─── Source document ───

Is belief in the Protestant Work Ethic related to attitudes toward rich and poor?
Recently, a call went out to people who study social psychology to examine the relationships between belief in the protestant work ethic (e.g. "I feel uneasy when there is little work for me to do.") and measures of prejudice or political attitudes regarding poverty or HIV/AIDS. Researchers from Stony Brook University wanted to aggregate the results from datasets around the world. Since we do have endorsement of the protestant work ethic in our yourmorals.org dataset, I wanted to contribute to their effort and below are some correlations with potentially interesting constructs. Hopefully this will help those researchers.
Correlation of Protestant Work Ethic with....
Attitudes Toward Homosexuals (r=-.36, N=303, p<.001)
Attitudes Toward Muslims (r=-.11, N=305, p<.05)
Attitudes Toward Poor People (r=-.193, N=306, p=.001)
Social Dominance Orientation ("Inferior groups should stay in their place", r=.336, N=331, p<.001)

─── Information shown ───

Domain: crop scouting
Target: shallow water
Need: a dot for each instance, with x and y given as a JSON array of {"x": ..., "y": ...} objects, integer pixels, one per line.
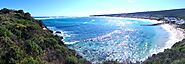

───

What needs to be done — According to the post on the Protestant work ethic, which university did the researchers who wanted to aggregate results from datasets around the world come from?

Response below — Stony Brook University